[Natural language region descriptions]
===

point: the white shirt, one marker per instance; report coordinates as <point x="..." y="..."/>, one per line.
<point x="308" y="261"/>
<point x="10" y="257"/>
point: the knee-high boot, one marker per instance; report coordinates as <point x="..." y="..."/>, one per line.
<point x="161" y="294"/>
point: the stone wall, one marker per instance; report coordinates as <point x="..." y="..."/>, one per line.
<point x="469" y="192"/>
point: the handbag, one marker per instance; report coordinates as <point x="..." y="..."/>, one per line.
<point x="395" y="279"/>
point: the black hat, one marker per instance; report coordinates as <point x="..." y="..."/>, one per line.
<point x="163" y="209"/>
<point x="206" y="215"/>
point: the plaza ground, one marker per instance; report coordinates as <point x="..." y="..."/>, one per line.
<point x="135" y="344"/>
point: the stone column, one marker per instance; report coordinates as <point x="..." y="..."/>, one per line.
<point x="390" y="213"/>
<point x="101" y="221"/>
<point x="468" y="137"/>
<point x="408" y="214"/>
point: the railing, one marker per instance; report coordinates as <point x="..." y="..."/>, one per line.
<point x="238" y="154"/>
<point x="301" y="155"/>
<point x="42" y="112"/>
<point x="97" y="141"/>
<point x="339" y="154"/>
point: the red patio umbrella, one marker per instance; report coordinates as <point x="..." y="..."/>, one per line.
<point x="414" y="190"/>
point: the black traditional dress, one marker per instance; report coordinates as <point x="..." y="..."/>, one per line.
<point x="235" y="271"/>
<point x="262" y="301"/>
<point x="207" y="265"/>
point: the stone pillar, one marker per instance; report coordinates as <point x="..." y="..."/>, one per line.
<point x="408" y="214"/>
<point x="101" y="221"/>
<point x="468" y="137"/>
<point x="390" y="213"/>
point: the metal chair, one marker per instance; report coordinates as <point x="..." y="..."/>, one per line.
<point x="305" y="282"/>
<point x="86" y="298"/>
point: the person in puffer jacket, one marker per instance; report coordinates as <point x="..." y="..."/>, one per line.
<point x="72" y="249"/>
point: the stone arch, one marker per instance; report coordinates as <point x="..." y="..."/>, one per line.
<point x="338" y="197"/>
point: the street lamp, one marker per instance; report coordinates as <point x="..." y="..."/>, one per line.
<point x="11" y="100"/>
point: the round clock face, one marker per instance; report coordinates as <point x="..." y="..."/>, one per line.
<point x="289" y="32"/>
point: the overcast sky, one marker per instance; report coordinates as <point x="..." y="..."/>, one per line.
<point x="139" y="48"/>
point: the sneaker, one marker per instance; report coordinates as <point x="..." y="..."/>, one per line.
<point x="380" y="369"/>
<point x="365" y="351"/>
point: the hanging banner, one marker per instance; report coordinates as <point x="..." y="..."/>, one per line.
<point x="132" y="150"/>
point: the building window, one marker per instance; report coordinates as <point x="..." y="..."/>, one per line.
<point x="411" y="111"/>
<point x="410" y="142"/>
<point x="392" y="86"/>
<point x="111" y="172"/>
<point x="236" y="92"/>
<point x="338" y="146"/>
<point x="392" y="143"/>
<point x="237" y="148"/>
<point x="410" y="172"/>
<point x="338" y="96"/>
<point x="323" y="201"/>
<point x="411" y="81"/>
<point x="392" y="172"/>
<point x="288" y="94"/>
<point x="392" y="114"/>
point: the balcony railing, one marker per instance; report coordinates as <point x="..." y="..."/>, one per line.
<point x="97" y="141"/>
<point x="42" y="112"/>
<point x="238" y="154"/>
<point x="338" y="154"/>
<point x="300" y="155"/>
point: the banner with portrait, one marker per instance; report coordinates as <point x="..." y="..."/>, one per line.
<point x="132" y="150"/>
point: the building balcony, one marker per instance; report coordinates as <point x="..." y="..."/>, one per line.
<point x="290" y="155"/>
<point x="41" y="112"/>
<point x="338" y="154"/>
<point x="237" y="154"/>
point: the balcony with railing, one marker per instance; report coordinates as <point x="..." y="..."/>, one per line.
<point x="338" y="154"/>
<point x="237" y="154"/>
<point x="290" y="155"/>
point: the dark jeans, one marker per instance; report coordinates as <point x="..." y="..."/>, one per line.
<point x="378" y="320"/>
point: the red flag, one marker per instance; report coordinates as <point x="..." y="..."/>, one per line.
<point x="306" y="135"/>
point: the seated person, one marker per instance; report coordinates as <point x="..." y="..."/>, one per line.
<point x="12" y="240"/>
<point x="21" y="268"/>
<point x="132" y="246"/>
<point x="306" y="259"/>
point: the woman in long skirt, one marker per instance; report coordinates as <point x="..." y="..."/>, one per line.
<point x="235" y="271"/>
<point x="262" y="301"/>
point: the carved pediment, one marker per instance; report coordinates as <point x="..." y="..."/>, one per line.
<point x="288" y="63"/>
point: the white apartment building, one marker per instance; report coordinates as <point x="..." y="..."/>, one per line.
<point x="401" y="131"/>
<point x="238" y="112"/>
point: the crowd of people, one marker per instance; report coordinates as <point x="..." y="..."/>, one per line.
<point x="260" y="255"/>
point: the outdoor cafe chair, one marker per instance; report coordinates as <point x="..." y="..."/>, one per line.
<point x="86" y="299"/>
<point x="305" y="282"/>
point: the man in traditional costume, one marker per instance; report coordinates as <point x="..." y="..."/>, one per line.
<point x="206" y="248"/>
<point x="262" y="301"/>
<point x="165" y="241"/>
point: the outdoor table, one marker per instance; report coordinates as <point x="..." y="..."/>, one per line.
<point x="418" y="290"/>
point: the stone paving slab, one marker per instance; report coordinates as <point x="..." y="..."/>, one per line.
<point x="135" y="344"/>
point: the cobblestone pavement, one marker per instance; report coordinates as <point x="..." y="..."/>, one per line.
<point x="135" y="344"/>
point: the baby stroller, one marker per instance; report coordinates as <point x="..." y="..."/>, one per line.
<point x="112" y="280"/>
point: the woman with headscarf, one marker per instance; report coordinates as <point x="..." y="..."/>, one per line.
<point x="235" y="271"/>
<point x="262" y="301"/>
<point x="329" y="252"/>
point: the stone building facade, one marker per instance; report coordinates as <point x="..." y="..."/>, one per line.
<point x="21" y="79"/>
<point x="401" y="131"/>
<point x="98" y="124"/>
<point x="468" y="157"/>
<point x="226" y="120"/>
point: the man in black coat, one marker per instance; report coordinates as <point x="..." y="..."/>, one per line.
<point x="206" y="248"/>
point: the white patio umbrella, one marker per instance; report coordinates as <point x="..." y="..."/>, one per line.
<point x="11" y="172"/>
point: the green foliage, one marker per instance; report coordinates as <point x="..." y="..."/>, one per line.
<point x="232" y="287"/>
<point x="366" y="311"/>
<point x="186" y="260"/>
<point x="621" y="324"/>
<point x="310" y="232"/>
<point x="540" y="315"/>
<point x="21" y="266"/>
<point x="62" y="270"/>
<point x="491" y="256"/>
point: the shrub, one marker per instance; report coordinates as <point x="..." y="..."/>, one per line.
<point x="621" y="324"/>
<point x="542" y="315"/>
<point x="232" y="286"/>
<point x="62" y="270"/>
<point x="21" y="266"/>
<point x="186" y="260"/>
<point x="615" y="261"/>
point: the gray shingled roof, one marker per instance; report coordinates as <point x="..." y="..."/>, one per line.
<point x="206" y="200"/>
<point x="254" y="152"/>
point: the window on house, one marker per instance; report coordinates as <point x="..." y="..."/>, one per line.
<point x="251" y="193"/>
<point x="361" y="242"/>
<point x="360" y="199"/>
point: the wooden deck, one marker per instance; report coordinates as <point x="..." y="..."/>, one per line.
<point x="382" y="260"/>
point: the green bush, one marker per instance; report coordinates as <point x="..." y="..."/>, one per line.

===

_Prompt_:
Each line of the data above is to be set down exactly.

_Response box_:
point: the white shirt, one marker per instance; report coordinates as <point x="..." y="..."/>, one per line.
<point x="308" y="261"/>
<point x="10" y="257"/>
point: the knee-high boot, one marker per instance; report coordinates as <point x="..." y="..."/>, one per line.
<point x="161" y="294"/>
point: the stone wall, one marker per instance; report coordinates as <point x="..." y="..."/>, one per line.
<point x="469" y="192"/>
point: the handbag, one marker per instance; report coordinates as <point x="..." y="..."/>, one per line.
<point x="395" y="279"/>
point: the black hat, one marker per instance; report coordinates as <point x="..." y="..."/>, one per line.
<point x="163" y="209"/>
<point x="206" y="215"/>
point: the plaza ground, one marker per instance; report coordinates as <point x="..." y="..."/>, one per line.
<point x="135" y="344"/>
point: the stone column, one marker per instance; report coordinates as <point x="..." y="..."/>, one per line.
<point x="390" y="213"/>
<point x="101" y="221"/>
<point x="468" y="137"/>
<point x="408" y="214"/>
point: the railing, one marker per instance; report coordinates as <point x="..." y="..."/>, one per line.
<point x="238" y="154"/>
<point x="301" y="155"/>
<point x="42" y="112"/>
<point x="97" y="141"/>
<point x="339" y="154"/>
point: the red patio umbrella, one marker per instance; report coordinates as <point x="..." y="..."/>, one per line.
<point x="414" y="190"/>
point: the black traditional dress, one marker per instance; report coordinates as <point x="..." y="..."/>, one per line.
<point x="235" y="271"/>
<point x="262" y="301"/>
<point x="207" y="265"/>
point: the stone pillar, one marker per instance; report coordinates as <point x="..." y="..."/>, one per line.
<point x="408" y="214"/>
<point x="101" y="221"/>
<point x="468" y="137"/>
<point x="390" y="213"/>
point: the metal chair, one marker per instance; report coordinates as <point x="..." y="..."/>, one per line.
<point x="305" y="282"/>
<point x="86" y="298"/>
point: the person in puffer jacket, one marker per instance; report coordinates as <point x="..." y="..."/>, one per line.
<point x="72" y="249"/>
point: the stone arch, one marker per instance; report coordinates as <point x="..." y="..."/>, one per line.
<point x="338" y="197"/>
point: the street lamp, one marker per instance; report coordinates as <point x="..." y="..."/>, one per line.
<point x="11" y="100"/>
point: the round clock face, one marker per instance; report coordinates as <point x="..." y="..."/>, one per line.
<point x="289" y="32"/>
point: the overcast sky, one marker per instance; report coordinates as <point x="..." y="..."/>, one per line.
<point x="139" y="48"/>
point: the sneaker, one marker per instance; report coordinates as <point x="..." y="..."/>, one per line.
<point x="380" y="369"/>
<point x="365" y="351"/>
point: the hanging banner, one marker per instance; report coordinates as <point x="..." y="..."/>, one per line.
<point x="132" y="150"/>
point: the building window, one marker per instance; report coordinates as <point x="..." y="..."/>, one per line.
<point x="411" y="111"/>
<point x="410" y="142"/>
<point x="392" y="86"/>
<point x="111" y="172"/>
<point x="236" y="92"/>
<point x="338" y="146"/>
<point x="392" y="143"/>
<point x="237" y="148"/>
<point x="410" y="172"/>
<point x="338" y="96"/>
<point x="323" y="201"/>
<point x="411" y="81"/>
<point x="392" y="172"/>
<point x="288" y="94"/>
<point x="392" y="114"/>
point: the balcony railing, one marker per instance; report coordinates as <point x="..." y="..."/>, one per line.
<point x="97" y="141"/>
<point x="42" y="112"/>
<point x="238" y="154"/>
<point x="338" y="154"/>
<point x="300" y="155"/>
point: the banner with portrait, one marker per instance; report coordinates as <point x="..." y="..."/>, one per line.
<point x="132" y="150"/>
point: the building balcony, one marker per instance; report coordinates as <point x="..." y="..."/>, one per line.
<point x="290" y="155"/>
<point x="41" y="112"/>
<point x="338" y="154"/>
<point x="237" y="154"/>
point: the balcony with railing, one marker per instance; report coordinates as <point x="..." y="..."/>, one per line.
<point x="338" y="154"/>
<point x="237" y="154"/>
<point x="290" y="155"/>
point: the dark jeans, one marker per instance; report coordinates as <point x="..." y="..."/>, one per line.
<point x="378" y="320"/>
point: the red flag, one marker per instance; report coordinates as <point x="..." y="..."/>, one per line.
<point x="306" y="135"/>
point: the seated person, one marker per instance; report coordinates as <point x="..." y="..."/>, one per line.
<point x="12" y="240"/>
<point x="21" y="268"/>
<point x="132" y="246"/>
<point x="306" y="259"/>
point: the woman in long skirt, one marker per instance; report coordinates as <point x="..." y="..."/>, one per line.
<point x="235" y="271"/>
<point x="262" y="301"/>
point: the carved pediment, one marker per instance; report coordinates as <point x="..." y="..."/>, one per line.
<point x="288" y="63"/>
point: the white apartment building, one marker per instance; report coordinates as <point x="..." y="..."/>, one per line.
<point x="401" y="131"/>
<point x="238" y="112"/>
point: the crowd of people, one marker per instance; report coordinates as <point x="..." y="..."/>, one per line.
<point x="260" y="255"/>
point: the outdoor cafe chair, one marker per instance; report coordinates as <point x="..." y="..."/>, one per line.
<point x="86" y="299"/>
<point x="305" y="282"/>
point: the man in traditional costume, one marker per instance; report coordinates as <point x="..." y="..."/>, one per line.
<point x="206" y="248"/>
<point x="262" y="301"/>
<point x="165" y="241"/>
point: the outdoor table, one marker per instance; report coordinates as <point x="..." y="..."/>, one per line.
<point x="418" y="290"/>
point: the stone paving slab, one marker per instance; report coordinates as <point x="..." y="..."/>, one per line.
<point x="135" y="344"/>
point: the cobblestone pavement, one marker per instance; report coordinates as <point x="..." y="..."/>, one per line.
<point x="135" y="344"/>
point: the baby stroller, one marker per instance; report coordinates as <point x="..." y="..."/>, one per line.
<point x="112" y="280"/>
point: the woman with headscarf, one marker per instance; report coordinates as <point x="..." y="..."/>, one per line.
<point x="235" y="271"/>
<point x="262" y="301"/>
<point x="329" y="252"/>
point: the stone building facade, one marker per instance; report coordinates as <point x="..." y="..."/>, one per line.
<point x="21" y="79"/>
<point x="401" y="131"/>
<point x="98" y="124"/>
<point x="468" y="157"/>
<point x="226" y="120"/>
point: the man in black coat, one marker per instance; report coordinates as <point x="..." y="..."/>, one per line.
<point x="206" y="248"/>
point: the white patio umbrella, one marker per instance; report coordinates as <point x="..." y="..."/>, one per line.
<point x="11" y="172"/>
point: the green foliage, one marker per instance; report coordinates as <point x="..." y="..."/>, one per line.
<point x="232" y="287"/>
<point x="366" y="311"/>
<point x="186" y="260"/>
<point x="621" y="324"/>
<point x="310" y="232"/>
<point x="540" y="315"/>
<point x="21" y="266"/>
<point x="62" y="270"/>
<point x="491" y="256"/>
point: the shrub, one marker per instance; report coordinates as <point x="..." y="..."/>, one per line.
<point x="621" y="324"/>
<point x="542" y="315"/>
<point x="232" y="286"/>
<point x="62" y="270"/>
<point x="21" y="266"/>
<point x="186" y="260"/>
<point x="615" y="261"/>
point: the gray shingled roof, one marker per instance; report coordinates as <point x="..." y="..."/>, one per line.
<point x="206" y="200"/>
<point x="254" y="152"/>
point: the window on house, one marker per instance; report coordinates as <point x="..." y="..."/>, one per line.
<point x="251" y="193"/>
<point x="361" y="242"/>
<point x="360" y="199"/>
point: the wooden deck, one marker per instance; report coordinates as <point x="..." y="..."/>, one per line.
<point x="382" y="260"/>
point: the green bush, one marker per instance; report coordinates as <point x="..." y="..."/>, one per line.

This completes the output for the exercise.